● Metin Parçası:
..........
Mrs. Harris ile tanışmak, onun ufacık ve sıradanmış gibi görünen dünyasına adım atmak bu kitaptan beklentinizi karşılamaya yetecek mi dersiniz? Belki de sadece size nefes aldıracak ve tebessüm olarak yayılacak suratınızda. Diğer bir ihtimalse; hayatın ücra köşelerinde varolan ve var olacak tüm toz kaplamış sandıkları açtıracak. Cesareti, yenilgiyi, imkansızlığın içinde var edebildiğimiz umudu, amaca ulaşmanın getirilerini ve aslında her şeyin amaca ulaşmak olmadığını amaca ulaşırken kişinin kendini yeniden keşfettiğini ve asıl önemli olanın bu olduğunu gösteren bu kitabı elleriniz de tutup birde onu okuyacaksınız.
..........
● Sağlanan Veriler:

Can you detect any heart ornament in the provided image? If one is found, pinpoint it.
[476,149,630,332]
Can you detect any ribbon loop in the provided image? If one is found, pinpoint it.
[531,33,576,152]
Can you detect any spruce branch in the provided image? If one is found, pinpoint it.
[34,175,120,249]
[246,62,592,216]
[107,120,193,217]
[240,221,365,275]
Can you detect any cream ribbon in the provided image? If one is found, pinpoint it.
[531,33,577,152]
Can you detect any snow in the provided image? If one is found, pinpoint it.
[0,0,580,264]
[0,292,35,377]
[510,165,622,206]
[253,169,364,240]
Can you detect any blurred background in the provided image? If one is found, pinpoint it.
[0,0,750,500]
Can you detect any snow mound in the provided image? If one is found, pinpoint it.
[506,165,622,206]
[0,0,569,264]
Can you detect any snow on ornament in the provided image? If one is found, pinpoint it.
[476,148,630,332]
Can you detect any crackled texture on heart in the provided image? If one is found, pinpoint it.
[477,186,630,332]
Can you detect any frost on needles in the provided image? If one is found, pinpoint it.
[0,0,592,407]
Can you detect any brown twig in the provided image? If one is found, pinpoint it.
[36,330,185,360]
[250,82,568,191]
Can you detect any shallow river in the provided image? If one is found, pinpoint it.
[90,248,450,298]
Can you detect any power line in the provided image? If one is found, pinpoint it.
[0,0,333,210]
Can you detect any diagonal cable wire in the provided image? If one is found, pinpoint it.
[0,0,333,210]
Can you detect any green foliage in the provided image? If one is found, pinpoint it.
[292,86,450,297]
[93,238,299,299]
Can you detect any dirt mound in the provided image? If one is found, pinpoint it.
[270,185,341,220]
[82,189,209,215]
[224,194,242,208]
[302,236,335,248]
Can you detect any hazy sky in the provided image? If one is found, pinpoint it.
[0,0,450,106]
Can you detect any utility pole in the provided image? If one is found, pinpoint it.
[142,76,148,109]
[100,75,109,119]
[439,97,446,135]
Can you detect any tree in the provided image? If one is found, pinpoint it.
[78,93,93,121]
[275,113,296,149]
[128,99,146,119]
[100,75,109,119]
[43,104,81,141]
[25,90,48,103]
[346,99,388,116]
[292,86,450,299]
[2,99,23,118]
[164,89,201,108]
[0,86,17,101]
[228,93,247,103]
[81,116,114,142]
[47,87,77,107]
..........
● Görev 1:
Mrs. Harris metnine göre aşağıdaki soruları yanıtlayın:
(a) Mrs. Harris'in dünyası nasıl görünüyor?
(b) Diğer ihtimalde kitap hangi sandıkları açtıracak?
(c) Asıl önemli olan nedir?
● Görev 2: Listede "Can you detect any brown" ifadesini içeren satırdan "[93,238,299,299]" ifadesini içeren satıra kadar her şeyi, iki uç satır da dahil, hiç değiştirmeden tekrarlayın.
Mrs. Harris metni ile liste birbirinden bağımsız malzemelerdir.

● Yazılı Çözüm 1:
(a) Ufacık ve sıradanmış gibi görünüyor.
(b) Hayatın ücra köşelerinde var olan ve var olacak tüm toz kaplamış sandıkları.
(c) Amaca ulaşırken kişinin kendini yeniden keşfetmesi.

● Yazılı Çözüm 2:
Can you detect any brown twig in the provided image? If one is found, pinpoint it.
[36,330,185,360]
[250,82,568,191]
Can you detect any shallow river in the provided image? If one is found, pinpoint it.
[90,248,450,298]
Can you detect any power line in the provided image? If one is found, pinpoint it.
[0,0,333,210]
Can you detect any diagonal cable wire in the provided image? If one is found, pinpoint it.
[0,0,333,210]
Can you detect any green foliage in the provided image? If one is found, pinpoint it.
[292,86,450,297]
[93,238,299,299]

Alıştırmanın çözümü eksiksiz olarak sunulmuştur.